__Task requirements__
Render every entry verbatim.

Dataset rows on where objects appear
============================================================

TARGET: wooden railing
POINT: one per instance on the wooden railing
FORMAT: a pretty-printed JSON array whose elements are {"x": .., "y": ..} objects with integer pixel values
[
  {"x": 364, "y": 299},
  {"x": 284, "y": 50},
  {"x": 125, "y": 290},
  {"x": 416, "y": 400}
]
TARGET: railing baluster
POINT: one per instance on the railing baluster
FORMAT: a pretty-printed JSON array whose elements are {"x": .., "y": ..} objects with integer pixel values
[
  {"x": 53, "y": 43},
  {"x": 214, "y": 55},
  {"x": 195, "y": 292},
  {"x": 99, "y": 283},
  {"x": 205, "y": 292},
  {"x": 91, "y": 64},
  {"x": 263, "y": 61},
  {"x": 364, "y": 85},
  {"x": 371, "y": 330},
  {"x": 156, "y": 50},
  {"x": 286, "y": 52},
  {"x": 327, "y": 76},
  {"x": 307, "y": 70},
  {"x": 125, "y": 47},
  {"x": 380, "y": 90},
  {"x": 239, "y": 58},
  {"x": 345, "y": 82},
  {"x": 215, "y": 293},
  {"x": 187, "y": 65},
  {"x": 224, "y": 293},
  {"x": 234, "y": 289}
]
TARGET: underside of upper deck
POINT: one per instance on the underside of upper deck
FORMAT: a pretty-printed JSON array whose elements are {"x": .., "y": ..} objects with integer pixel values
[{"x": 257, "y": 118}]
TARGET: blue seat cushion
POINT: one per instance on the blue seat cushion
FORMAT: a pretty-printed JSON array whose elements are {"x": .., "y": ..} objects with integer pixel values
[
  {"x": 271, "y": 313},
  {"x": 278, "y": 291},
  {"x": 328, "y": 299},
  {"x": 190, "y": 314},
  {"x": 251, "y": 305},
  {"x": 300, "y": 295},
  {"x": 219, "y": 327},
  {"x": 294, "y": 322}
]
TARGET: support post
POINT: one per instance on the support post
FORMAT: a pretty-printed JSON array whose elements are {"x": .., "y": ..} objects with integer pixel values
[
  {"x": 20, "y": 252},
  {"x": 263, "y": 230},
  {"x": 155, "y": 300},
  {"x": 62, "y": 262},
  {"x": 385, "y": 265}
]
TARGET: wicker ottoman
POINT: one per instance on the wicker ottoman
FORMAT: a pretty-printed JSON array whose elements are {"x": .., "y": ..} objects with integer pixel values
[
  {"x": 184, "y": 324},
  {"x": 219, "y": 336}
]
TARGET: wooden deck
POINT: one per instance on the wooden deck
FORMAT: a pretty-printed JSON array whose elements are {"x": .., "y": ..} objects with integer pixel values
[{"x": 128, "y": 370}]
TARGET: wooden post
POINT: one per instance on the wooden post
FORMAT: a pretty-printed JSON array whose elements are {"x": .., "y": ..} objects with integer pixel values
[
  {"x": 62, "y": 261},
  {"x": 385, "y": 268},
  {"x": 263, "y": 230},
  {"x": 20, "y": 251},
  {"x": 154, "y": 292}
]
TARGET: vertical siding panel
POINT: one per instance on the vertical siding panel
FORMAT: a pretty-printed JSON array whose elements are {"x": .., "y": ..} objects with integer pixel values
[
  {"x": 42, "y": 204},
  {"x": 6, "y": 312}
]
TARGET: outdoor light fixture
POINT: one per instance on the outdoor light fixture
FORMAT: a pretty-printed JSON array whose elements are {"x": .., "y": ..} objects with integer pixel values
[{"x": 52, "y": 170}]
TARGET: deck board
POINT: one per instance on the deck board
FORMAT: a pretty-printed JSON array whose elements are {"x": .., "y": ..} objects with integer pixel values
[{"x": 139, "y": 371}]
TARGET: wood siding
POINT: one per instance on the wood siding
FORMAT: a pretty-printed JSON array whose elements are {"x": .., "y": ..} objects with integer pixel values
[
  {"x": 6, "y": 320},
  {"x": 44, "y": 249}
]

============================================================

__Answer to this problem__
TARGET: wooden railing
POINT: one per instance on the wooden railing
FORMAT: a pretty-printed JSON array whose elements are {"x": .., "y": ..} objects with integer pixel values
[
  {"x": 364, "y": 299},
  {"x": 284, "y": 50},
  {"x": 125, "y": 290},
  {"x": 416, "y": 400}
]
TARGET: railing baluster
POINT: one per instance on the railing baluster
FORMAT: a pretty-printed JSON array whose elements are {"x": .., "y": ..} objects with integer pixel values
[
  {"x": 53, "y": 43},
  {"x": 214, "y": 55},
  {"x": 195, "y": 292},
  {"x": 99, "y": 283},
  {"x": 205, "y": 292},
  {"x": 91, "y": 64},
  {"x": 263, "y": 61},
  {"x": 364, "y": 85},
  {"x": 371, "y": 330},
  {"x": 156, "y": 50},
  {"x": 286, "y": 52},
  {"x": 327, "y": 76},
  {"x": 307, "y": 70},
  {"x": 125, "y": 47},
  {"x": 380, "y": 90},
  {"x": 239, "y": 58},
  {"x": 345, "y": 82},
  {"x": 215, "y": 293},
  {"x": 187, "y": 65},
  {"x": 224, "y": 293},
  {"x": 234, "y": 289}
]
TARGET: underside of upper deck
POINT: one per instance on the underside of upper deck
FORMAT: a pretty-printed JSON array whose elements are {"x": .., "y": ..} objects with integer pixel values
[{"x": 257, "y": 118}]
TARGET: blue seat cushion
POINT: one per instance on the blue seat cushion
FORMAT: a pretty-printed JSON array whose elements are {"x": .., "y": ..} objects with integer pixel values
[
  {"x": 271, "y": 313},
  {"x": 278, "y": 291},
  {"x": 328, "y": 299},
  {"x": 190, "y": 314},
  {"x": 251, "y": 305},
  {"x": 300, "y": 295},
  {"x": 219, "y": 327},
  {"x": 294, "y": 322}
]
TARGET: support post
POINT: one per instance on the support post
FORMAT: a pretty-printed JSON array whose elements are {"x": .., "y": ..} objects with integer pixel values
[
  {"x": 20, "y": 252},
  {"x": 263, "y": 230},
  {"x": 155, "y": 300},
  {"x": 62, "y": 262},
  {"x": 385, "y": 265}
]
TARGET: wicker ottoman
POINT: one per instance on the wicker ottoman
FORMAT: a pretty-printed JSON array whose elements are {"x": .., "y": ..} objects with integer pixel values
[
  {"x": 184, "y": 324},
  {"x": 219, "y": 336}
]
TARGET: wooden deck
POINT: one per instance on the wooden deck
FORMAT: a pretty-printed JSON array whose elements are {"x": .., "y": ..} objects with integer pixel values
[{"x": 128, "y": 370}]
TARGET: wooden post
POINT: one per instance on the wooden post
FORMAT: a pretty-printed JSON array whose elements are {"x": .., "y": ..} objects with integer pixel values
[
  {"x": 62, "y": 261},
  {"x": 385, "y": 268},
  {"x": 263, "y": 230},
  {"x": 20, "y": 251},
  {"x": 154, "y": 292}
]
TARGET: vertical siding panel
POINT: one per instance on the vertical siding panel
FORMAT: a pretty-printed JSON array whose elements are {"x": .., "y": ..} objects with integer pixel values
[
  {"x": 42, "y": 204},
  {"x": 6, "y": 312}
]
TARGET: outdoor light fixture
POINT: one per instance on the outdoor light fixture
FORMAT: a pretty-printed JSON array whose elements are {"x": .., "y": ..} objects with integer pixel values
[{"x": 52, "y": 170}]
TARGET: deck board
POINT: one per instance on the deck board
FORMAT: a pretty-printed JSON array whose elements are {"x": .., "y": ..} objects with integer pixel values
[{"x": 139, "y": 371}]
TARGET: wood siding
POINT: one per instance on the wood siding
FORMAT: a pretty-printed JSON array whose elements are {"x": .., "y": ..} objects with integer pixel values
[
  {"x": 6, "y": 320},
  {"x": 44, "y": 249}
]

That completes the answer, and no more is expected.